INFORMATION GIVEN ->
== Segment start ==
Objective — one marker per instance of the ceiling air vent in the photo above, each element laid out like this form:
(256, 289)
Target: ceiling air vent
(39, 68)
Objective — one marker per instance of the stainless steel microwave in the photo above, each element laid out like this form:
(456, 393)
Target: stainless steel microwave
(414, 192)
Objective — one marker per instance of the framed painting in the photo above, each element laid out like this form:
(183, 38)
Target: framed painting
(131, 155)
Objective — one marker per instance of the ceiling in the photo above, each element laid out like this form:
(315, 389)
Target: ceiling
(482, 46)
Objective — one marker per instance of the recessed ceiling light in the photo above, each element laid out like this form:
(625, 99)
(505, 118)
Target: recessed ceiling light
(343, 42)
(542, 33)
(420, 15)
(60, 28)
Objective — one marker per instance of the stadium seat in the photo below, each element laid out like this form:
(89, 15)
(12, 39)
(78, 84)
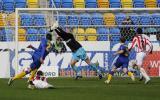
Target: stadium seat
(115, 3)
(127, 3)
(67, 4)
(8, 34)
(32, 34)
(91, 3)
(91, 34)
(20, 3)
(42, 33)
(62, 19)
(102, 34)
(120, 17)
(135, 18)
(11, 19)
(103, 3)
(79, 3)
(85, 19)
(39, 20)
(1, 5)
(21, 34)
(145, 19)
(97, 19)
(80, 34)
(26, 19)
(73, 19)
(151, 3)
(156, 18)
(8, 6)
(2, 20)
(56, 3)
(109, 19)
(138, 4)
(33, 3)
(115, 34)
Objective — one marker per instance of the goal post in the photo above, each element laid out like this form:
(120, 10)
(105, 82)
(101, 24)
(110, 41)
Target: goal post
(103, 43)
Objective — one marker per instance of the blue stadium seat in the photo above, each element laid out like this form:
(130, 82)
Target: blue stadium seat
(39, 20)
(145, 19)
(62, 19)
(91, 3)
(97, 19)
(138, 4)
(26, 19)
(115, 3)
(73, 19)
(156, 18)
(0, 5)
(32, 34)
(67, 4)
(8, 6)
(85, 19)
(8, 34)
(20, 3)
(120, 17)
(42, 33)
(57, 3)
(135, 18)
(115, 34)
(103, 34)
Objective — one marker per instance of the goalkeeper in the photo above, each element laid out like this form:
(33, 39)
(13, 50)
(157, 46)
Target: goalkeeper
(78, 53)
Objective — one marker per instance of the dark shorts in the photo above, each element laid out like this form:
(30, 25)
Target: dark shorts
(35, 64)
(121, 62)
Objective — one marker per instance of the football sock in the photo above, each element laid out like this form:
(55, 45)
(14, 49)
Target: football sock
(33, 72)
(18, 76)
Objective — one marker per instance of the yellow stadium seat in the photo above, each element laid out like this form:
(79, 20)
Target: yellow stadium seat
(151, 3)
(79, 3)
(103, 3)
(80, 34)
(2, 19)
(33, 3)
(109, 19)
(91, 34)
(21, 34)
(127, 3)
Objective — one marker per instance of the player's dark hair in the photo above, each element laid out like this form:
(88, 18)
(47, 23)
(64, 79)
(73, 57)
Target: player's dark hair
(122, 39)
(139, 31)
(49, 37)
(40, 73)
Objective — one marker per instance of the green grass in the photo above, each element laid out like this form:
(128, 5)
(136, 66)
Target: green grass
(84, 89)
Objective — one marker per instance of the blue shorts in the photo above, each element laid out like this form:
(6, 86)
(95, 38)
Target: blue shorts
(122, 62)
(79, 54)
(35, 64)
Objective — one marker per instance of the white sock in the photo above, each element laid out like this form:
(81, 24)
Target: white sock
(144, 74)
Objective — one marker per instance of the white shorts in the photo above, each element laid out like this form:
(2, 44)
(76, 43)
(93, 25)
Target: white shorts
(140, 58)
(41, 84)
== Segment end ==
== Segment start ==
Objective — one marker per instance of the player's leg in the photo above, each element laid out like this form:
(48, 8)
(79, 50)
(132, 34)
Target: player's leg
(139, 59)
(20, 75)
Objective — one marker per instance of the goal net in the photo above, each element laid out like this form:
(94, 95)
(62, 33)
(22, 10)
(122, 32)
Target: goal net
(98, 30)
== Segment end ==
== Segment start ==
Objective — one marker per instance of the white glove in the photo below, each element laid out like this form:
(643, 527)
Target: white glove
== Segment end ==
EXERCISE DETAILS -> Where does the word "glove" appear in the records above? Return every line that holds it.

EXERCISE RESPONSE ->
Objective — one marker per instance of the white glove in the photo below, each element laid out like this form:
Target: white glove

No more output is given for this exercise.